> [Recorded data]

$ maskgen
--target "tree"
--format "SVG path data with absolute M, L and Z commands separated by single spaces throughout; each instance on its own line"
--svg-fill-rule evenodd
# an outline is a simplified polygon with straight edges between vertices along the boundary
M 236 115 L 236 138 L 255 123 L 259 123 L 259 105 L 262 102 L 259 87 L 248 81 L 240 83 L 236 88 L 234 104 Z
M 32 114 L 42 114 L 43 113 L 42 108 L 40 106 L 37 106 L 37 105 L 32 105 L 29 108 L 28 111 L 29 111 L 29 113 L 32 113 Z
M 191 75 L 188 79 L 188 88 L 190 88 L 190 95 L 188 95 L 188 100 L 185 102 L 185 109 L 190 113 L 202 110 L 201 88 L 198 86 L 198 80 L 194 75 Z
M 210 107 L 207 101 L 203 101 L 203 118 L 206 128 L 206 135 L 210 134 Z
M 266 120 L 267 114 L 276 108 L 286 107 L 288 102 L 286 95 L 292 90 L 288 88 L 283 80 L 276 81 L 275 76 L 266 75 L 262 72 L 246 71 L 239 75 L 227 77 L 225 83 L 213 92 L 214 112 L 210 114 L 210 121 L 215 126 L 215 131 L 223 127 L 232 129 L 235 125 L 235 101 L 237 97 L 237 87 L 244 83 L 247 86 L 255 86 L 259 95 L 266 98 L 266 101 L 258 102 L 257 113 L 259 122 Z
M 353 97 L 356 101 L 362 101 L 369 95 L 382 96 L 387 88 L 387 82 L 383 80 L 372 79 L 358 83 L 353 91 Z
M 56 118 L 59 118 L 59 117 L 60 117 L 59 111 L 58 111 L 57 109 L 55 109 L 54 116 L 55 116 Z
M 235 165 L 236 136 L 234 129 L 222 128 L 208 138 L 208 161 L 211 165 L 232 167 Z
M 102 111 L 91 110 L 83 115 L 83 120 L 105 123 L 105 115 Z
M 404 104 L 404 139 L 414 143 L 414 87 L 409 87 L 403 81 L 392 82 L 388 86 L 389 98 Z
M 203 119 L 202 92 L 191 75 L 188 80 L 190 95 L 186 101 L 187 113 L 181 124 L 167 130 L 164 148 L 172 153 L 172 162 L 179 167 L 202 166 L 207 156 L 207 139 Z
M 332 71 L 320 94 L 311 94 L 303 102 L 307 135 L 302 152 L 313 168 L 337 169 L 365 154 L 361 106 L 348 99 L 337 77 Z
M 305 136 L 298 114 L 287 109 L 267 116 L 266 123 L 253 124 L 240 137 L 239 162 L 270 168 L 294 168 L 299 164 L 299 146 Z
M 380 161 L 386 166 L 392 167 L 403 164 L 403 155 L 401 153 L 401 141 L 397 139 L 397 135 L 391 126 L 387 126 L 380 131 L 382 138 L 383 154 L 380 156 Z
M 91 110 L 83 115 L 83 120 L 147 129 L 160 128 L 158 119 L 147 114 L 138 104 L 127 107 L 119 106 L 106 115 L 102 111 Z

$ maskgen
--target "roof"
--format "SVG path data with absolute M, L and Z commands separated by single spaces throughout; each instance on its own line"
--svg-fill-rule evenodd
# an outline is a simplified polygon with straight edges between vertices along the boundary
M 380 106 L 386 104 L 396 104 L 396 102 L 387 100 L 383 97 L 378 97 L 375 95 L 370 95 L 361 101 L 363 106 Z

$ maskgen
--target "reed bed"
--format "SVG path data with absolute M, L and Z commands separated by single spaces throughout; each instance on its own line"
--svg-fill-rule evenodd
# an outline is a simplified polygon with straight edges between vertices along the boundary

--

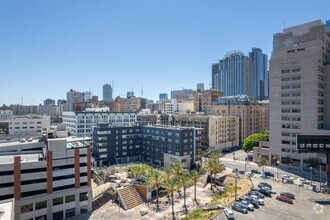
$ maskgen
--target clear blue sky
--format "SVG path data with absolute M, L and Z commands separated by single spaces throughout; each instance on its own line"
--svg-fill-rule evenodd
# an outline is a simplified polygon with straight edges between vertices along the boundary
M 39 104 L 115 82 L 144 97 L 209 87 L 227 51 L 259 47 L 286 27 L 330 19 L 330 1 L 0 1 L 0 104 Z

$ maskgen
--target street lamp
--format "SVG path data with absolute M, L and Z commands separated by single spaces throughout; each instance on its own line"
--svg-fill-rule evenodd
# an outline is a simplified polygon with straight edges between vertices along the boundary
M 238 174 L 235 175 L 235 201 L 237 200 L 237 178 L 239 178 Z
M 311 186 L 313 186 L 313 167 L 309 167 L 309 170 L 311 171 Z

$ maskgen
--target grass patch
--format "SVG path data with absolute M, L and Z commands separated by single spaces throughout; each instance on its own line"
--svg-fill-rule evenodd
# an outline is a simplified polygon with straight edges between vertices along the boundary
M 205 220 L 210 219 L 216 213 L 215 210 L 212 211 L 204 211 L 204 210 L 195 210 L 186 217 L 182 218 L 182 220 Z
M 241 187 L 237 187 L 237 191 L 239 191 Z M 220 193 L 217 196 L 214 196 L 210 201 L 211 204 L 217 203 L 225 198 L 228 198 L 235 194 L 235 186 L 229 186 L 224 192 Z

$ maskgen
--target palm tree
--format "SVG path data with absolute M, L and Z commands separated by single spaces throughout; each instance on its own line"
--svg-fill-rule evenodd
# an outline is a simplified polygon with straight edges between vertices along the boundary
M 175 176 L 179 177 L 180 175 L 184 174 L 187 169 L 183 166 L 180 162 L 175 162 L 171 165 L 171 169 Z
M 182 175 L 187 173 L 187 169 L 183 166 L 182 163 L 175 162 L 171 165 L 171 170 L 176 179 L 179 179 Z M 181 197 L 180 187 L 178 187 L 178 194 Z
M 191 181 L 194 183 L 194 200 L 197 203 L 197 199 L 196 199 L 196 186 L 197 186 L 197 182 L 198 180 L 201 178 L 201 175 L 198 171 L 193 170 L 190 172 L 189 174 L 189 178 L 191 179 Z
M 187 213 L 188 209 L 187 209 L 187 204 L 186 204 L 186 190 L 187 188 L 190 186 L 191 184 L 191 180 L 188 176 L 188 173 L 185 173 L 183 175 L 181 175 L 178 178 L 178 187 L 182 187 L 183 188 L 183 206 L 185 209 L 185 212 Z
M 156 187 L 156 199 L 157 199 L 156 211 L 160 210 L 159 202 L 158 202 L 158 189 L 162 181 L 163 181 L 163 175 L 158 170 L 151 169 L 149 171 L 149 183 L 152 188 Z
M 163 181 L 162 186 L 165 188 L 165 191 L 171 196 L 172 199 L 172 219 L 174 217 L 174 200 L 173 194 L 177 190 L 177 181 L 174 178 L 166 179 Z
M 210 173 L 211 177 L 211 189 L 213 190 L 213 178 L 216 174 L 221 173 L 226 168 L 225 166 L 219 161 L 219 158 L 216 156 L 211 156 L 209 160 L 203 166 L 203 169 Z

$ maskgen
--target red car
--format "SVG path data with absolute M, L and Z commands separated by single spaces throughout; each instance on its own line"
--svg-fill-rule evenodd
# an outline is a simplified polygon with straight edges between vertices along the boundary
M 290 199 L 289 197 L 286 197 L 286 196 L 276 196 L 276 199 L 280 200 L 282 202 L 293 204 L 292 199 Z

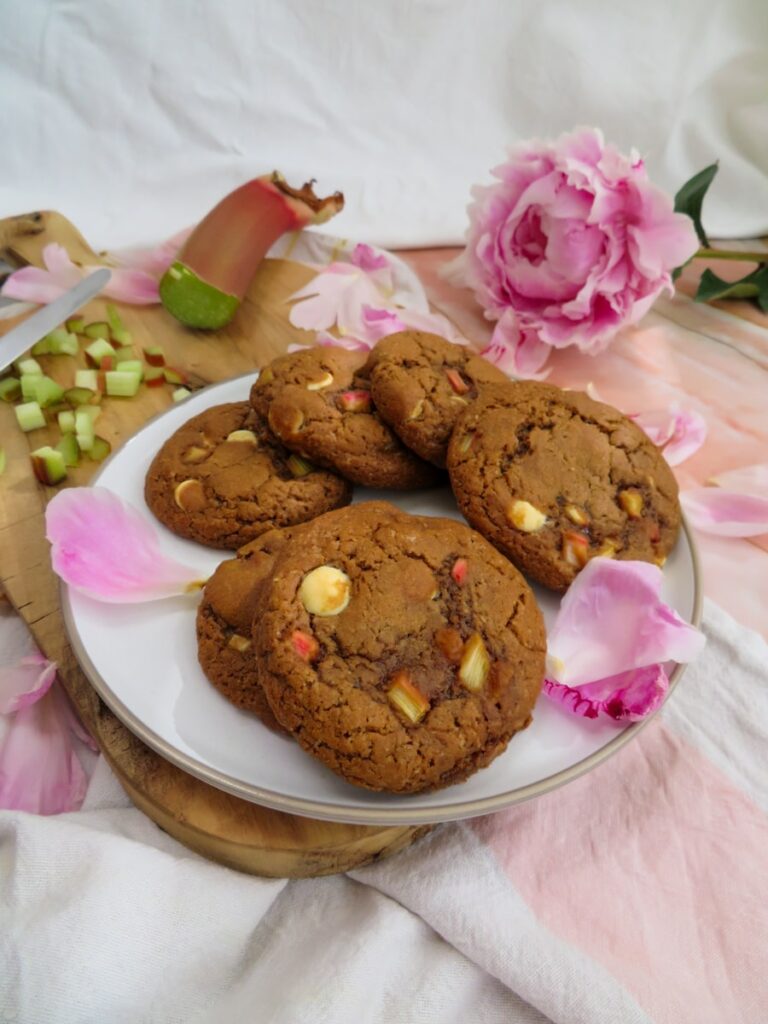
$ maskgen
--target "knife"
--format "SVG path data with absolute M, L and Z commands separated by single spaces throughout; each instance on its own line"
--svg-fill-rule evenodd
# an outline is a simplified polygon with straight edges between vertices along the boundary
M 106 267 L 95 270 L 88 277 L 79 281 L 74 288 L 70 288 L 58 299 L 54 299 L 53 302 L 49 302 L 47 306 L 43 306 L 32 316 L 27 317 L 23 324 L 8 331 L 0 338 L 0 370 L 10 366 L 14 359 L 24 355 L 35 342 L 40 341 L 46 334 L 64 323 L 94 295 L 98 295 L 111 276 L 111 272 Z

...

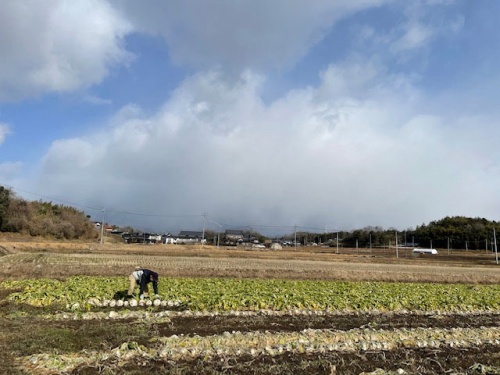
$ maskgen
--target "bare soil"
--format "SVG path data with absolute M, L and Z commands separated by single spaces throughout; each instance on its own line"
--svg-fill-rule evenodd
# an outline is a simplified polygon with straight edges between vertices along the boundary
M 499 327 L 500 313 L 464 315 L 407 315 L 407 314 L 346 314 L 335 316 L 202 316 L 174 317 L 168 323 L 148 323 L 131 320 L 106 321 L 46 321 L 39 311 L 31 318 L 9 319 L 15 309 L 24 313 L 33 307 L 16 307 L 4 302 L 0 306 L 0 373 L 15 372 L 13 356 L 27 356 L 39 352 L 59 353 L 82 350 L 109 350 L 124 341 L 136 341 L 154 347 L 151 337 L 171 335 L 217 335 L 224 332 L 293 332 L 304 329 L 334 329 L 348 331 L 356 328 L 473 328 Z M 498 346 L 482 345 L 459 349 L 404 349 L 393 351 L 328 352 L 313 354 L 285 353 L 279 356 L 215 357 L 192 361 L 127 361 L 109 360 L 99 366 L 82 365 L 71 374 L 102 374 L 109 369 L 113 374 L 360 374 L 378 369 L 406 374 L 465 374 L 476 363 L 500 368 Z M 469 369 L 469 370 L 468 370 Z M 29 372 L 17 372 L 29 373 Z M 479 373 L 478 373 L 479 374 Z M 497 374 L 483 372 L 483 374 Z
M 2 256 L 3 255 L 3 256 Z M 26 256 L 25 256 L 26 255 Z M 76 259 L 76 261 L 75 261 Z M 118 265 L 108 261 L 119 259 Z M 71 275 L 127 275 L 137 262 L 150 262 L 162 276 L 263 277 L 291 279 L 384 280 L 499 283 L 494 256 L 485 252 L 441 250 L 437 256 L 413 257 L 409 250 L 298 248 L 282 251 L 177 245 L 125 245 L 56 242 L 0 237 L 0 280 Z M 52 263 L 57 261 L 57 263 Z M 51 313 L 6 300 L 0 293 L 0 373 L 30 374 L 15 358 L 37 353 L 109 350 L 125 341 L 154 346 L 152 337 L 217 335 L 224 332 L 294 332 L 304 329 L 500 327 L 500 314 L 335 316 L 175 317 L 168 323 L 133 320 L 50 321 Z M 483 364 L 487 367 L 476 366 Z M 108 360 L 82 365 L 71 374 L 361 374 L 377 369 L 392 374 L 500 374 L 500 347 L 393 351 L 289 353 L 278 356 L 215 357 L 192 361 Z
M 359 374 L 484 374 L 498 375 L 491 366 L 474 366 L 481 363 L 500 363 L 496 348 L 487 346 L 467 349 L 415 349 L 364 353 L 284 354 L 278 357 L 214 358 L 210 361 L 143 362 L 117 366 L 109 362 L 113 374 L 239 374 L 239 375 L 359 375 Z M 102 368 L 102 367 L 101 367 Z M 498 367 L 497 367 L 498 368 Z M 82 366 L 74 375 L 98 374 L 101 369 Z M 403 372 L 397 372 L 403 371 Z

> [What is needed]
Read through the entries above and copy each line that has the string "target" in it.

> [Exercise answer]
--target "tree"
--target "roof"
--target "reed bed"
--target clear blue sky
--target street lamp
--target grass patch
--target palm tree
--target red car
--target "knife"
--target "bare soil"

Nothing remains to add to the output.